WHAT THIS TASK INVOLVES: For the string "trunk", report how many lines in the records below contain it, and nothing more.

Stored records:
((

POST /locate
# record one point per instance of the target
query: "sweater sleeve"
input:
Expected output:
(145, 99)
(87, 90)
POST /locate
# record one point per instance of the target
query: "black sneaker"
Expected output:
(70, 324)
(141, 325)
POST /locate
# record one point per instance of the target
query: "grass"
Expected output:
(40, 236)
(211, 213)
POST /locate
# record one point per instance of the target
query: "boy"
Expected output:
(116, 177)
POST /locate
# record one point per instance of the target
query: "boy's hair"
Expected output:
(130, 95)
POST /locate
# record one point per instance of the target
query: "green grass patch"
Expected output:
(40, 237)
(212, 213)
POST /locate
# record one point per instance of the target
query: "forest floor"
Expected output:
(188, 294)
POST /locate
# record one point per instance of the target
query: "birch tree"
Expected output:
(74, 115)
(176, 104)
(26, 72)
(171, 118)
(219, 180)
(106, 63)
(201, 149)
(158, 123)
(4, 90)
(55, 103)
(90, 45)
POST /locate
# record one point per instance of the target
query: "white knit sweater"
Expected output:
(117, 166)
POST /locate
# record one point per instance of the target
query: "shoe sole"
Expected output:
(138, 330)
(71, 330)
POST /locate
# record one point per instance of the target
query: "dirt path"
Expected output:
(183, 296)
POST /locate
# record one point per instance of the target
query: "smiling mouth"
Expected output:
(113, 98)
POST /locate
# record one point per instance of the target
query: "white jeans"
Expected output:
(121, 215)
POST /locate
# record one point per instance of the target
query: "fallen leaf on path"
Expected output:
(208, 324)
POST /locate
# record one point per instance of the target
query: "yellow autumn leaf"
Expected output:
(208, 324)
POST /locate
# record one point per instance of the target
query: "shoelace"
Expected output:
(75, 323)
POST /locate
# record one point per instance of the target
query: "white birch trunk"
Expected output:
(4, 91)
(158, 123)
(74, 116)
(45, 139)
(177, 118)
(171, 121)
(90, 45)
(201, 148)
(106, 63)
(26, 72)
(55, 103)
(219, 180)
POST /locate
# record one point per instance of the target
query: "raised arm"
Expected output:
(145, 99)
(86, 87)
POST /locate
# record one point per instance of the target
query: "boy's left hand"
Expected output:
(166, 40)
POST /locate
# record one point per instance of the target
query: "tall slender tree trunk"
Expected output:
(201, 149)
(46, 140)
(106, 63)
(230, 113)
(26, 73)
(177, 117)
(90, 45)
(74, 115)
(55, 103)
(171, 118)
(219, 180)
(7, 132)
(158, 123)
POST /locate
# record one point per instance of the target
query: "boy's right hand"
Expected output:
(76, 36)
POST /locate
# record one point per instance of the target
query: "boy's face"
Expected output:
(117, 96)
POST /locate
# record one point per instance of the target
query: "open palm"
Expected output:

))

REPLY: 2